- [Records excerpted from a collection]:
╭──

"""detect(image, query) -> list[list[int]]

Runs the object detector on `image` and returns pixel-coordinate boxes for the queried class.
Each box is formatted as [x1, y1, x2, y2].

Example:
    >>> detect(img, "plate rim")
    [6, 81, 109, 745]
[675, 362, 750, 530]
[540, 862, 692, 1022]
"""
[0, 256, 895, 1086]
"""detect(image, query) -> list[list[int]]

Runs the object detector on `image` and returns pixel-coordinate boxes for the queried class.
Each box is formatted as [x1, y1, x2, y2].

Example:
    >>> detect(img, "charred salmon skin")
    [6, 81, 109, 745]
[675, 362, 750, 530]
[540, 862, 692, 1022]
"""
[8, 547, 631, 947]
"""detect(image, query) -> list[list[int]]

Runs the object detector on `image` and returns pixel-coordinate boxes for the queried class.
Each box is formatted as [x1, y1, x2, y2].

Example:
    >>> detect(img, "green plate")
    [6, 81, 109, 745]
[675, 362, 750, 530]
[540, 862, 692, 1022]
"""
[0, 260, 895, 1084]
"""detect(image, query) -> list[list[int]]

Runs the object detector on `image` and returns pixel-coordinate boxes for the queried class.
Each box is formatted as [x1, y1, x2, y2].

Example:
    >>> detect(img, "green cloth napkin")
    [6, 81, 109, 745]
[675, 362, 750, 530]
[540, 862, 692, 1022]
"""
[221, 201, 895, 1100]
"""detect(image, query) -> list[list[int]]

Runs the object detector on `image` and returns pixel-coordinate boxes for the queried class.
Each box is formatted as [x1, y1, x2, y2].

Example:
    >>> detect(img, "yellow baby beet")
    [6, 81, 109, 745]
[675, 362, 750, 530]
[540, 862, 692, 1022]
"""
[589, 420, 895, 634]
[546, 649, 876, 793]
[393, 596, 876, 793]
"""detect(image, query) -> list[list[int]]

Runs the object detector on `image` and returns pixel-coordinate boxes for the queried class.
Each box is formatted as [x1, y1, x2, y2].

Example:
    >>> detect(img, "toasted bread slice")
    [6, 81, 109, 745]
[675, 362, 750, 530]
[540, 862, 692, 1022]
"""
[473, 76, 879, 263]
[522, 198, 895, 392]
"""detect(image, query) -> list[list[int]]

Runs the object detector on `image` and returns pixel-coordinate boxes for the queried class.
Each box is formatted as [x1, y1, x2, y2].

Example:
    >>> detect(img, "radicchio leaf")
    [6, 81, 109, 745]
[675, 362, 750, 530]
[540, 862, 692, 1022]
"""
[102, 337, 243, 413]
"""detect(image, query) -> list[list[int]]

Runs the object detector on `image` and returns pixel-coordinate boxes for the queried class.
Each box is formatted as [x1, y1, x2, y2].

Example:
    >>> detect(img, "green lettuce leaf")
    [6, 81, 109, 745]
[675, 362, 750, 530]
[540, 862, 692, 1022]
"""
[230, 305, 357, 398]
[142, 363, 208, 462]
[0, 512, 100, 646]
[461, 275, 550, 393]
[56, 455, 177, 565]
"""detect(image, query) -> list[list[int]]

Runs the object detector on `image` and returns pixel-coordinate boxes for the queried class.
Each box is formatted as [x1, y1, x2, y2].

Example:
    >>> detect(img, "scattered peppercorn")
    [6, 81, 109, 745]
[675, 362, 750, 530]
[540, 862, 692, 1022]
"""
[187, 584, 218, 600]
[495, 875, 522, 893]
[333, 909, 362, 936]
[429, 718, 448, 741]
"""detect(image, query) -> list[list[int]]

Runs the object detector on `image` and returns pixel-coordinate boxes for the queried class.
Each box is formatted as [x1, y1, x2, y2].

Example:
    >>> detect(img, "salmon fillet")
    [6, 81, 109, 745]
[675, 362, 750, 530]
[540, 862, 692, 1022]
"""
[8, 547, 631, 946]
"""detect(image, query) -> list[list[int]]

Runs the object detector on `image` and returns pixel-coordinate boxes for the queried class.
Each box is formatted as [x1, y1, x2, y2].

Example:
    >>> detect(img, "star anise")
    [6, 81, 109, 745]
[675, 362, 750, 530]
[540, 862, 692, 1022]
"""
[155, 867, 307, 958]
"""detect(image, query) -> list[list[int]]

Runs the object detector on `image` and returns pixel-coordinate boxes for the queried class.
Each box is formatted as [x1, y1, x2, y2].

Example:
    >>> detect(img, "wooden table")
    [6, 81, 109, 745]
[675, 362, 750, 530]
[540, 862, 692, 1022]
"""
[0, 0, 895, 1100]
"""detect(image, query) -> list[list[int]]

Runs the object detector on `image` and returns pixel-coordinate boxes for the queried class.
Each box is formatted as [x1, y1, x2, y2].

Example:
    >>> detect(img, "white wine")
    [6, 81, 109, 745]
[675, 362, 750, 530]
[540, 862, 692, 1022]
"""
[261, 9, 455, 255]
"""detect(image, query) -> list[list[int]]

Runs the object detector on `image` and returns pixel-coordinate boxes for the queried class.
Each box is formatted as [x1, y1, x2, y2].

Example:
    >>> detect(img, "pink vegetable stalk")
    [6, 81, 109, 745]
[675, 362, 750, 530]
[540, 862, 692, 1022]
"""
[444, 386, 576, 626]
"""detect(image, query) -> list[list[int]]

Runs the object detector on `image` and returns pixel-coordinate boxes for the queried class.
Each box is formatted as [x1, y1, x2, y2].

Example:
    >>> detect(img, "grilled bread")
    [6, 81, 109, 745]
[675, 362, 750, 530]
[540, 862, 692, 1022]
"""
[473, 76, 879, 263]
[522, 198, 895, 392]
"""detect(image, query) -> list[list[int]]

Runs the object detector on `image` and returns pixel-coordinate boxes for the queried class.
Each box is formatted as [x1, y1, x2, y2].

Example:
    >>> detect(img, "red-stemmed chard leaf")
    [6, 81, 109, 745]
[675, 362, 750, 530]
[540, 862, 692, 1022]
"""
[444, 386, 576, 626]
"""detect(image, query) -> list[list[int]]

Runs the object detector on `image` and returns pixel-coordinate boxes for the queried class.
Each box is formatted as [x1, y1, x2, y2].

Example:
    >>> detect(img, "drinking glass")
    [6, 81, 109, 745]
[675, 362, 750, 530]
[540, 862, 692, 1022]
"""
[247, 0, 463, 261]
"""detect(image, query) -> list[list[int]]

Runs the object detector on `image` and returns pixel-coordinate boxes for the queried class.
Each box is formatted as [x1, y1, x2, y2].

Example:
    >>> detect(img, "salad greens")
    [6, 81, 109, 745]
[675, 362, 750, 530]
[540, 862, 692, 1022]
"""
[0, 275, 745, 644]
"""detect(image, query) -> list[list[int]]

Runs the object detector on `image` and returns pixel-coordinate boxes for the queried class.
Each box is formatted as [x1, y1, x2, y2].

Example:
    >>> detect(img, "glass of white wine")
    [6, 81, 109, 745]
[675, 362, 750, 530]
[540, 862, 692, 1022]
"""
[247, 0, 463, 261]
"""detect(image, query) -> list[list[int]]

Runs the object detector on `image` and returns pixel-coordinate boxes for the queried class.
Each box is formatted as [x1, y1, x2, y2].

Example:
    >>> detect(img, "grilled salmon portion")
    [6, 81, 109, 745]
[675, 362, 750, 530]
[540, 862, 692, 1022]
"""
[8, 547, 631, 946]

╰──

- [Problem details]:
Render the stretch of the records above from their start through the line containing "[0, 256, 895, 1086]" as a Markdown table with columns named Row and Line. Number each line in Row, and leave out blank lines.

- [Solution to this task]:
| Row | Line |
|---|---|
| 1 | """detect(image, query) -> list[list[int]] |
| 2 | Runs the object detector on `image` and returns pixel-coordinate boxes for the queried class. |
| 3 | Each box is formatted as [x1, y1, x2, y2]. |
| 4 | Example: |
| 5 |     >>> detect(img, "plate rim") |
| 6 |     [6, 81, 109, 745] |
| 7 | [675, 362, 750, 530] |
| 8 | [540, 862, 692, 1022] |
| 9 | """ |
| 10 | [0, 256, 895, 1086] |